### Фрагмент источника ###
Песня имела оглушительный успех и мгновенно стала шлягером, чему никто не удивлялся, поскольку автором её называли Бориса Николаевича Тимофеева (1899 – 1963), написавшего тексты таких шлягеров, как, например, известный романс на музыку А. Цфасмана «Мне бесконечно жаль своих несбывшихся мечтаний» или не менее популярный «Караван» на музыку Б. Прозоровского, который любила исполнять Изабелла Юрьева:
Мы странно встретились и странно разойдёмся,
Улыбкой нежности роман окончен наш…
Однако в спектакле первые строки сначала звучали несколько иначе:
С вапнярского кичмана
Бежали два уркана,
Бежали два уркана на Одест.
Именно так приводит блатной шлягер Иван Солоневич в мемуарах «Россия в концлагере».
То есть преступники бежали не из Одессы, а в Одессу! Но почему случилась такая метаморфооза? Что касается «вапнярского кичмана», речь идёт о станции Вапнярка под Одессой, где добывали и гасили известь (по-украински – «вапно»). Правда, никакого кичмана здесь отродясь не было: слишком маленький населённый пункт, к 1926 году он насчитывал всего полторы тысячи человек.
### Исходные данные ###
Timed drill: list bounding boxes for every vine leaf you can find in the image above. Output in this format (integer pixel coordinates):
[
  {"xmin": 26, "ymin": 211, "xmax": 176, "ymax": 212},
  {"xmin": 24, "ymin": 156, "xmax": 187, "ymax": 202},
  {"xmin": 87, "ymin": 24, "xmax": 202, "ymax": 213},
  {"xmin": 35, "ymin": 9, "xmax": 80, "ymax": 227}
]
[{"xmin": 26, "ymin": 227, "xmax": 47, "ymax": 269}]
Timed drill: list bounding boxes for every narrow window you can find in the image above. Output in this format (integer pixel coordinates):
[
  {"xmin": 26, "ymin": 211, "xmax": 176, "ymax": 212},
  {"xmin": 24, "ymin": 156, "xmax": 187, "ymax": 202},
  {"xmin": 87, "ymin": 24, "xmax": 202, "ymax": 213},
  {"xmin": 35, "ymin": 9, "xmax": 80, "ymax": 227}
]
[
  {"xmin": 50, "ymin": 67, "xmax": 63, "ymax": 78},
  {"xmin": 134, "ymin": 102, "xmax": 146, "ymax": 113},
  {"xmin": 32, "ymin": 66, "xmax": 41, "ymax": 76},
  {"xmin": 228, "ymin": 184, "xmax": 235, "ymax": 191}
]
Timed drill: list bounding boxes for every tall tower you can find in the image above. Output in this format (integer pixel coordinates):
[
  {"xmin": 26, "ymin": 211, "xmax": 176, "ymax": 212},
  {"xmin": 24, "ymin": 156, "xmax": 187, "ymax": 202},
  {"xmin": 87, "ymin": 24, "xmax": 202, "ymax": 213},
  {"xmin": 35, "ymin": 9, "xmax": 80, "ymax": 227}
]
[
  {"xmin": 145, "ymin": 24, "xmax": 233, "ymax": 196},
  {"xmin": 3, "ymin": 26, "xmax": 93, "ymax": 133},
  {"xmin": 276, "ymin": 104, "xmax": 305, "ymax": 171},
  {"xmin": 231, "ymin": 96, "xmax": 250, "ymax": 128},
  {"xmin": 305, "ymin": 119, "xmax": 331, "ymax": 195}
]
###
▶ [Задания]
1 > Ответьте на вопросы по отрывку о песне:
(а) Какие годы жизни Бориса Николаевича Тимофеева указаны?
(б) В каких мемуарах Иван Солоневич приводит блатной шлягер?
(в) Сколько человек насчитывала Вапнярка к 1926 году?
2 > Допишите отрывок о песне, продолжив его после последнего предложения.
Записи получены из другого источника.

▶ [Ответы]
1 >
(а) 1899–1963.
(б) «Россия в концлагере».
(в) Всего полторы тысячи человек.

2 >
Винницкий захватил на станции Бирзула паровоз с несколькими вагонами и решил вернуться на нём в Одессу. Однако руководство одесской «чрезвычайки» перехватило Япончика под Вознесенском. Здесь чекисты устроили засаду в зарослях кукурузы у железнодорожного полотна и закрыли семафор. Чтобы узнать причину остановки, Мишка, его адъютант и жена Лиза сошли с паровоза и направились к будке стрелочника. Неподалеку от неё их всех и перестреляли.
Таким образом, выходит, что песня о побеге урканов «из Вапнярки на Одест» может содержать аллюзию как раз на историю Мишки Япончика. Возможно, именно поэтому Тимофеев изменил первые строки «старой бытовой песни» про одесский кичман?
С одесского кичмана
Бежали два уркана,
Бежали два уркана тай на волю.
В Вапняровской малине они остановились,
Они остановились отдохнуть.
Товарищ, товарищ, болят мои раны,
Болят мои раны в глыбоке.
Одна вже заживает,
Другая нарывает,
А третия застряла у в боке.
Впочем, не так странно, если учесть, что «Кичман» возник не на пустом месте. Его первоисточник – романс на стихи (перевод из Генриха Гейне) русского поэта XIX века Михаила Михайлова «Во Францию два гренадера из русского плена брели». Сравните у Михайлова:
Во Францию два гренадера
Из русского плена брели,
И оба душой приуныли,
Дойдя до немецкой земли.
Печальные слушая вести,
Один из них вымолвил: «Брат!
Болит мое скорбное сердце,
И старые раны горят!»
Исполни завет мой: коль здесь я
Окончу солдатские дни,
Возьми мое тело, товарищ,
Во Францию! там схорони!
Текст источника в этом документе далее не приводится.